[Passage given start]

These types of queries have the potential to overwhelm the system at high concurrency and the current JDBC-based implementation lacks core operational capabilities that would help alleviate this, specifically a mechanism to stop executing queries once started and monitoring capabilities for users for these long-running queries.
The use-case scenario we would like to support that is not currently possible is allowing users to identify that a query has been running longer than they expected, to stop this potentially inefficient query, modify its parameters and restart it.
1.3 Goals and Requirements#
Goals#
The primary goals for this transition are:
Enhance control over query execution
Decouple TAP service from underlying data store to allow for more flexibility in the future
Enable a core feature of allowing cancellation of running queries
Get detailed information about query execution such as progress metrics & status updates.
Backward Compatibility. Also, any changes should be transparent to the user and not change any of the observed behaviour of the TAP service
Requirements#
Integration with the existing UWS job management system & support for both synchronous and asynchronous query execution
Efficient handling of large result sets
Proper error handling and status reporting
Ability to scale to a large number of concurrent users (1-10k initially)
2. System Architecture#
2.1 System Architecture Diagram#
The figure below illustrates the system architecture demonstrating the interactions between TAP and QServ during query execution.

Fig. 1 System Architecture#
Core Components#
TAP Service: CADC TAP service
UWS Database: Stores job information and status
QServ: Distributed database with HTTP REST API for query execution
Kafka (Sasquatch): Event streaming platform
QServ adapter: Will read from Kafka and interact with QServ via existing async and HTTP APIs
Google Cloud Storage (GCS): Store Query VOTable results
Key Technical Elements#
Job ID Correlation: We’ll maintain a mapping between uws jobID and qservID This may be done as an additional field in the UWS table (qservID)
Signed URLs: We may be able to use signed URLs as a means for QServ to write to GCS without credential management
VOTable Envelope: TAP service will provide the metadata structure which QServ is unaware of, so that it can then simply insert the data
Event-Driven Processing: Decouples components for better scalability and allows us to later use alternative Query back-end mechanisms
2.2 Proposed TAP query execution flow (asynchronous queries):#
Job Create Flow#
User submits a create job request.
TAP service creates a record in the UWS database and sets the status to HELD
Job Run Flow#
TAP Service:#
User submits a request to execute a UWS job
TAP service performs query validation, transformation to QServ SQL, and extracts select list with metadata and generates the VOTable envelope
(Optional) TAP service updates the status of the job to QUEUED
TAP service publishes a message to the lsst.tap.job-run Kafka topic
Nothing else required at this point from the TAP Service.
QServ (Adapter & Czar):#
QServ adapter pulls an event from lsst.tap.job-run Kafka queue
QServ adapter sends out a lsst.tap.job-status update event with status = EXECUTING and sends it to the QServ Czar, it then stores the qservID.
Qserv Czar begins the query execution
While executing the query, QServ adapter sends out lsst.tap.job-status events with progress information, such as the number of chunks processed, estimated time remaining, etc. The interval of these updates is TBD, but perhaps every 20% of the total chunks processed would be a good starting point. To get this information it can use either the SQL async interface or the HTTP API.

[Passage given end]

● **What to produce**
Copy the passage on TAP query execution from the words "Backward Compatibility. Also, any" through "users (1-10k initially)", substituting "simultaneous users" for "concurrent users".

[Dataset start]

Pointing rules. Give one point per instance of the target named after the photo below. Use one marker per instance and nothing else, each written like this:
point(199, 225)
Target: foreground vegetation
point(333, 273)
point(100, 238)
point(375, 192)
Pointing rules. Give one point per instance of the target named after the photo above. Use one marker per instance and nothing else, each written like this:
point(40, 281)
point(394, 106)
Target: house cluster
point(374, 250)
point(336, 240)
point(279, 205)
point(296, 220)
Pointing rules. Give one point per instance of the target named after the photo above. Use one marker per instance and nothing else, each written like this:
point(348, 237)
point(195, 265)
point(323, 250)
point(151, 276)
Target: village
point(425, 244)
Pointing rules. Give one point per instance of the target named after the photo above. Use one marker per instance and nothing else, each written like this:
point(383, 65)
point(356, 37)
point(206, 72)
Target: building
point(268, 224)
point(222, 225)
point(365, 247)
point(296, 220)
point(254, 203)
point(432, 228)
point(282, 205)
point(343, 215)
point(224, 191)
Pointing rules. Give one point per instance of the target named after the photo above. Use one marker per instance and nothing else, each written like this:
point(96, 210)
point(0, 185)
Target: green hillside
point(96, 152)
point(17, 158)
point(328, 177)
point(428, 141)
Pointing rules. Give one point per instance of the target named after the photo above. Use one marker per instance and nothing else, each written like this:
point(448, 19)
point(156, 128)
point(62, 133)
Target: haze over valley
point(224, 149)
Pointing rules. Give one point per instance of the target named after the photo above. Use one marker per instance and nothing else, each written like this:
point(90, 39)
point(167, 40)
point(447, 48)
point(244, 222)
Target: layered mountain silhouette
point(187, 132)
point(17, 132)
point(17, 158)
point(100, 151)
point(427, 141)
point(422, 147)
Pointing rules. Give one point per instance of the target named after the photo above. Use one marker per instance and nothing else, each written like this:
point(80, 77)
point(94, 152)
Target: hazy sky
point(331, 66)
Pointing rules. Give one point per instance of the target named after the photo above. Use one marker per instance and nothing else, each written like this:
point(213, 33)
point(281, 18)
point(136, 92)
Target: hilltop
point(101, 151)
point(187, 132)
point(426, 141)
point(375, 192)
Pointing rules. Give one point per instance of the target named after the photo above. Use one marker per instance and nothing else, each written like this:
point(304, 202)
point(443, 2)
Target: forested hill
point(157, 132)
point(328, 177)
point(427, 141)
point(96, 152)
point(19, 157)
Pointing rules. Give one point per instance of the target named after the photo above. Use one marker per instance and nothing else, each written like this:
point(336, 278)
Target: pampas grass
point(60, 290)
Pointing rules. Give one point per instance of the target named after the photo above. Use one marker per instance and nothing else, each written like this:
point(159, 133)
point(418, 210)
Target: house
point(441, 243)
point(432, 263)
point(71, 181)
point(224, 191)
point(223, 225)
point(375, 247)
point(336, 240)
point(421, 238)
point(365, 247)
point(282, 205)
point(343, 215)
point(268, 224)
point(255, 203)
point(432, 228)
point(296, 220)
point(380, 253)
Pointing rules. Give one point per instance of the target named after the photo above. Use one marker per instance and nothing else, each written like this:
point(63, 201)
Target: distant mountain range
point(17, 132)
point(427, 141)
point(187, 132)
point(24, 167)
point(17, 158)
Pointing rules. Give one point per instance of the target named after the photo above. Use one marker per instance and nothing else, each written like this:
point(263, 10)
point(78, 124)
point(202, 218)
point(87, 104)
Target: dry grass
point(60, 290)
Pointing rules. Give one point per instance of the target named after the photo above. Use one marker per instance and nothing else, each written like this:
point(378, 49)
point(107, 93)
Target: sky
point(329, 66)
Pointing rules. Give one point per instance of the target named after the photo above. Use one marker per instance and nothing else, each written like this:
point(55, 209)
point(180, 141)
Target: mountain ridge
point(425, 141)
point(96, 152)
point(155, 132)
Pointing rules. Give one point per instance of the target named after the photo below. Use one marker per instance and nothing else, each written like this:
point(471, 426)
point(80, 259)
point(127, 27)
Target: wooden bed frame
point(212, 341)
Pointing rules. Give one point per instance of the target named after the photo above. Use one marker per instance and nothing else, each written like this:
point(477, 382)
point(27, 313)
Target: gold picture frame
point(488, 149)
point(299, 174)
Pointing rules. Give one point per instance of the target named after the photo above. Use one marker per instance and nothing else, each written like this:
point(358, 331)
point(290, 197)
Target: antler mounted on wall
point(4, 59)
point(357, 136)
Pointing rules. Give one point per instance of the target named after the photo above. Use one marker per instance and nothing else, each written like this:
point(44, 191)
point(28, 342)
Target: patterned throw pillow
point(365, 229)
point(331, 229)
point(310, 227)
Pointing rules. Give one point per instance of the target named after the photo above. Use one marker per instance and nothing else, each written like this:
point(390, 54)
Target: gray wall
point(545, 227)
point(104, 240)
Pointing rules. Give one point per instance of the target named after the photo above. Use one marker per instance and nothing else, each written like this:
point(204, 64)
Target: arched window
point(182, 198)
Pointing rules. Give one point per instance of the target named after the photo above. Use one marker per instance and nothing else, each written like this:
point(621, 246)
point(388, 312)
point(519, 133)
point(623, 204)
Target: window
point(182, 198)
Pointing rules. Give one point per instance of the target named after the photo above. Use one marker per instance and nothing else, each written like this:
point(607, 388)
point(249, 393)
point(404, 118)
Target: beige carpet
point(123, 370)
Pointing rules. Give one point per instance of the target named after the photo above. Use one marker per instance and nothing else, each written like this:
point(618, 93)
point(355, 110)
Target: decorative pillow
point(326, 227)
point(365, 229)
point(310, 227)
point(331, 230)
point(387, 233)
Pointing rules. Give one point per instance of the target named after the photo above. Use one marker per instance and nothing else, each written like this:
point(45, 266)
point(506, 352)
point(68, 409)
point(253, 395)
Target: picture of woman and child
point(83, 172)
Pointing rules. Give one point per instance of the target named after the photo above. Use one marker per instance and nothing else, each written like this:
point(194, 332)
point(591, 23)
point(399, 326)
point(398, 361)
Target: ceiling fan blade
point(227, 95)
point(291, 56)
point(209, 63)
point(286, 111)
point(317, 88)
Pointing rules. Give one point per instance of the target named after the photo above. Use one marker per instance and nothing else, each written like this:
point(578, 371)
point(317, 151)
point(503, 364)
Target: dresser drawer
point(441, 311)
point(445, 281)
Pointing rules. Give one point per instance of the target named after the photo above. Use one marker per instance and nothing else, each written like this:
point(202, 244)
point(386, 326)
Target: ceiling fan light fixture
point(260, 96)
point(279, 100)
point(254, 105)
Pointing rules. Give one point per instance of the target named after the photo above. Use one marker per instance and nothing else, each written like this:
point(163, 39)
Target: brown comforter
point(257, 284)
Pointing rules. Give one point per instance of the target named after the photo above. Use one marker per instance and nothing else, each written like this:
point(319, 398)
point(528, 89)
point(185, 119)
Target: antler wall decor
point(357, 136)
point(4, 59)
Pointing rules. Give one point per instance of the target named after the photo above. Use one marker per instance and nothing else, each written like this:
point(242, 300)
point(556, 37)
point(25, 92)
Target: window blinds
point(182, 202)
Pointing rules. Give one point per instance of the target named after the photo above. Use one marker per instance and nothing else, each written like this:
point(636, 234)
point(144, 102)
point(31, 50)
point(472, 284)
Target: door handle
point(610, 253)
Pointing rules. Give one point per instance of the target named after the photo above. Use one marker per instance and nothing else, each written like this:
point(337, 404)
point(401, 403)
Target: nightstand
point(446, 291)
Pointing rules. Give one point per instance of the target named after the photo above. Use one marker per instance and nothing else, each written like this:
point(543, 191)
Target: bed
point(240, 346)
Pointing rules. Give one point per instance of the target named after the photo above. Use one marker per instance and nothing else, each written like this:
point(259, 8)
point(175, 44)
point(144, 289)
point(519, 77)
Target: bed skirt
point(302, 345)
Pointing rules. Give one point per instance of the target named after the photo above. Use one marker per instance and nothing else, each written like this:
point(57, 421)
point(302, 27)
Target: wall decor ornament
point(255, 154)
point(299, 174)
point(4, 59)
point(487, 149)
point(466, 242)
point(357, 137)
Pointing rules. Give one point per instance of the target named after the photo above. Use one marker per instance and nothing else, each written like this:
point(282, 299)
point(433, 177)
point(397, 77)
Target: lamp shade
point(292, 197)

[Dataset end]

● **Result**
Backward Compatibility. Also, any changes should be transparent to the user and not change any of the observed behaviour of the TAP service
Requirements#
Integration with the existing UWS job management system & support for both synchronous and asynchronous query execution
Efficient handling of large result sets
Proper error handling and status reporting
Ability to scale to a large number of simultaneous users (1-10k initially)